=== AUFGABENSTELLUNG ===
Welches Bindemittel wird laut dem Textauszug über die Aquarellmalerei bei Ölfarben verwendet?
━━ TEXTAUSZUG ━━
Die Qualität von Kolinsky-Rotmarderpinseln, mit Haaren aus den Schweifen der Marder aus den kältesten Gegenden Sibiriens, finde ich am besten. Längere Haare sind zwar teuerer als kurze, aber je länger das Haar, umso besser der Pinsel.
DIE FARBEN
Grundsätzlich ähneln sich alle Farben in ihrer Zusammensetzung. Sie bestehen im Wesentlichen aus immer gleichen Pigmenten und einem Bindemittel, das die Farbteilchen auf der Malfläche festhält. Die Bindemittel sind bei Aquarellfarben besondere wasserlösliche Gummiarten. Bei Ölfarben sind es Öle, die beim Trocknen fest werden und so die Bindung übernehmen.
Der Gummi bleibt bei Aquarellfarben wasserlöslich, d.h. auch noch auf dem bemalten Papier, so dass sich die Farben dadurch vermischen können. Nur wenn die Malerin mit dem Pinsel schneller ist, als sich das Bindemittel lösen kann, liegen die Farben übereinander und dann entsteht das eigentlich Charakteristische in der Aquarellmalerei, die Lasur.
Die meisten Wasserfarben sind Deckfarben, denen weiße Füllstoffe zugesetzt wurden. Aquarellfarben sind transparent. Die Pigmente für hochwertige Aquarellfarben (Künstlerfarben) sind meist sehr viel feiner zerrieben als preisgünstige Studien-Aquarellfarben, um dünnste und durchsichtige Farbschichten zu ermöglichen. Die Lichtechtheit der Farben ist unterschiedlich, aber ein paar hundert Jahre halten sie schon alle.
DIE TECHNIK
Für das moderne Aquarell gibt es inzwischen neben der klassischen Malweise auch viele neue Techniken.
Klassisch heißt: Mehrere Lasuren transparenter Farbe werden auf weißem Papier angelegt, und für die Glanzlichter werden die weißen Stellen des Papiers ausgespart.
Heute werden Aquarellfarben auch mit anderen nicht-transparenten Wasserfarben, wie z.B. Acryl oder Gouache, gemeinsam in einem Werk verarbeitet. Deckweiß Tusche, Marker, Bleistift, Pastellstift usw. werden als besondere Ausdrucksmittel eingesetzt.
━━━
━━ DATENZEILEN ━━
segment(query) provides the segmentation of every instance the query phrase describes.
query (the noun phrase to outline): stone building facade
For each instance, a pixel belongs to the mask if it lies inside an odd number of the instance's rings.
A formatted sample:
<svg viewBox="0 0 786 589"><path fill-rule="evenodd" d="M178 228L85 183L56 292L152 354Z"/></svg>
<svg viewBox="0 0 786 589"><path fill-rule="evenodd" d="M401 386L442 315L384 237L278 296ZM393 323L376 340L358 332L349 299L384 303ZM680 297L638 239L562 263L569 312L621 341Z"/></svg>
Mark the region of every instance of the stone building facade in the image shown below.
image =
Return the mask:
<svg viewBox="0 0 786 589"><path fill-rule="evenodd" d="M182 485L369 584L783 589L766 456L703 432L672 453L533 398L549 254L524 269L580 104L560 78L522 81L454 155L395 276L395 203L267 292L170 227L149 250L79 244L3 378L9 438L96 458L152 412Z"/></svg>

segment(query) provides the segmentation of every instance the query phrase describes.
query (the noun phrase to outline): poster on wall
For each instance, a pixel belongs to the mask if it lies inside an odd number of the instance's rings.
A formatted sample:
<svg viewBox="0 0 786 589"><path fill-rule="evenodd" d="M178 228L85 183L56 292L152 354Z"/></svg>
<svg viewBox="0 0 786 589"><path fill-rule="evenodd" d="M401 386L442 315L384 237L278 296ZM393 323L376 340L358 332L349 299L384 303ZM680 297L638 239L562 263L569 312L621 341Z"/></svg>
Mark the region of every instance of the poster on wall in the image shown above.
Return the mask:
━━━
=== ERGEBNIS ===
Öle, die beim Trocknen fest werden.